::: Source excerpt

The aggregate principal amount of the Regulation S Temporary
Global Note and the Regulation S Permanent Global Note may
from time to time be increased or decreased by adjustments made on
the records of the Trustee and the Depositary or its nominee, as
the case may be, in connection with transfers of interest as
hereinafter provided.
(d) Euroclear and Clearstream Procedures
Applicable . The
provisions of the “Operating Procedures of the Euroclear
System” and “Terms and Conditions Governing Use of
Euroclear” and the “General Terms and Conditions of
Clearstream Banking” and “Customer Handbook” of
Clearstream will be applicable to transfers of beneficial interests
in the Regulation S Temporary Global Note and the
Regulation S Permanent Global Note that are held by
Participants through Euroclear or Clearstream.
Section 2.02 Execution and
Authentication.
An Officer must
sign the Notes for the Company by manual or facsimile
signature.
If the Officer whose signature is on a Note no
longer holds that office at the time a Note is authenticated, the
Note will nevertheless be valid.
A Note will not be valid until authenticated by
the manual signature of the Trustee. The signature will be
conclusive evidence that the Note has been authenticated under this
Indenture.
On the date of this Indenture, the Trustee
shall, upon receipt of a written order of the Company signed by an
Officer (an “ Authentication Order ”),
authenticate and deliver the Initial Notes. In addition, at any
time, from time to time thereafter, the Trustee shall upon receipt
of an Authentication Order authenticate and deliver
(i) Additional Notes and (ii) Exchange Notes or private
exchange notes for issue only in an Exchange Offer or a private
exchange, respectively, pursuant to a Registration Rights
Agreement, for a like principal amount of Initial Notes. Such
Authentication Order shall specify the amount of Notes to be
authenticated. The aggregate principal amount of Notes outstanding
at any time may not exceed the aggregate principal amount of Notes
authorized for issuance by the Company pursuant to one or more
Authentication Orders, except as provided in Section 2.07
hereof.

::::::
::: Dataset entries

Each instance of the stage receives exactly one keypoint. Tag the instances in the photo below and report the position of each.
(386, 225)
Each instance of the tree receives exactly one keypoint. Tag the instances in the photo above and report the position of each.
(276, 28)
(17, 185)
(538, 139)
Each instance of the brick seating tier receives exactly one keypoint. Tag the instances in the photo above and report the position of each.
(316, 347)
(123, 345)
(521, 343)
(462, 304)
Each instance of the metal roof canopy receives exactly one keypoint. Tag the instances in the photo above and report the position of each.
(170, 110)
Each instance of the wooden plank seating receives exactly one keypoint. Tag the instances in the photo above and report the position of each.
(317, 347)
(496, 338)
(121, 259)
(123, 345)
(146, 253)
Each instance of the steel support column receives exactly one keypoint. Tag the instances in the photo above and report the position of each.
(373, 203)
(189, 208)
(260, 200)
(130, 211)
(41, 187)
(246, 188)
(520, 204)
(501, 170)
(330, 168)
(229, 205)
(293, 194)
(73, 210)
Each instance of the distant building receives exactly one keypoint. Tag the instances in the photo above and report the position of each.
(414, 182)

::::::
::: Dataset entries

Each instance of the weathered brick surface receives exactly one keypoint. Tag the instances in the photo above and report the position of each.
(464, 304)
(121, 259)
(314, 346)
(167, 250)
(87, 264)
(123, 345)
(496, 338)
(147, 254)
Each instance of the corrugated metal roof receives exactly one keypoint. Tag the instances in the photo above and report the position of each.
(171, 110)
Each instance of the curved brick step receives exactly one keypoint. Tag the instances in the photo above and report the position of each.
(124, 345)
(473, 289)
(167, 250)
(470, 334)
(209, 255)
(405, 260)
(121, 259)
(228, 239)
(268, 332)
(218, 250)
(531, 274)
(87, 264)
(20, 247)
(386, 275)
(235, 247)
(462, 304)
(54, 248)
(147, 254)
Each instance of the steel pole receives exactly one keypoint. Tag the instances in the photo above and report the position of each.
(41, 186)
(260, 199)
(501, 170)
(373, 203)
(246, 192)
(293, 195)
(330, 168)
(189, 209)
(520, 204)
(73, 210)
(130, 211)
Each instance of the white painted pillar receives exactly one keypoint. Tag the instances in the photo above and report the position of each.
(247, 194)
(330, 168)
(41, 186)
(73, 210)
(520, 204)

::::::
::: Dataset entries

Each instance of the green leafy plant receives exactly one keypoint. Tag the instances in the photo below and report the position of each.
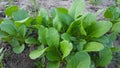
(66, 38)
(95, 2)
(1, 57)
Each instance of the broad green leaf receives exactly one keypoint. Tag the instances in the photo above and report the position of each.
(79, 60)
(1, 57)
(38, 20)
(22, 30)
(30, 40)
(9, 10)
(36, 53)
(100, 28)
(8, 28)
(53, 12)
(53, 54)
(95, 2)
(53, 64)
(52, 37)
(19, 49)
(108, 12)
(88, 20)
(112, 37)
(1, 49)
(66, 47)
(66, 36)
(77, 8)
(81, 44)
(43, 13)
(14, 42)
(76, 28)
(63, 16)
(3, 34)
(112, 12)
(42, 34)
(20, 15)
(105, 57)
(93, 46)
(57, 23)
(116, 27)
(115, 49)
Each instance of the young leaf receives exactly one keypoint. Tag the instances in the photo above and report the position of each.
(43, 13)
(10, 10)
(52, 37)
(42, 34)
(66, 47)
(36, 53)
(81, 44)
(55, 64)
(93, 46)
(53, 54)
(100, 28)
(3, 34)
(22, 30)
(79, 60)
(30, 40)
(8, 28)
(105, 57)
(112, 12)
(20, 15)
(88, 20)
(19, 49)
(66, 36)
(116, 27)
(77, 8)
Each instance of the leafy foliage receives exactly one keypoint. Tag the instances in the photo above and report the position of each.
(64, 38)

::::::

== Task directions ==
Reproduce verbatim the portion of the indenture excerpt that opens with the words "Section 2.02 Execution" and closes with "nevertheless be valid.".

== Solved problem ==
Section 2.02 Execution and
Authentication.
An Officer must
sign the Notes for the Company by manual or facsimile
signature.
If the Officer whose signature is on a Note no
longer holds that office at the time a Note is authenticated, the
Note will nevertheless be valid.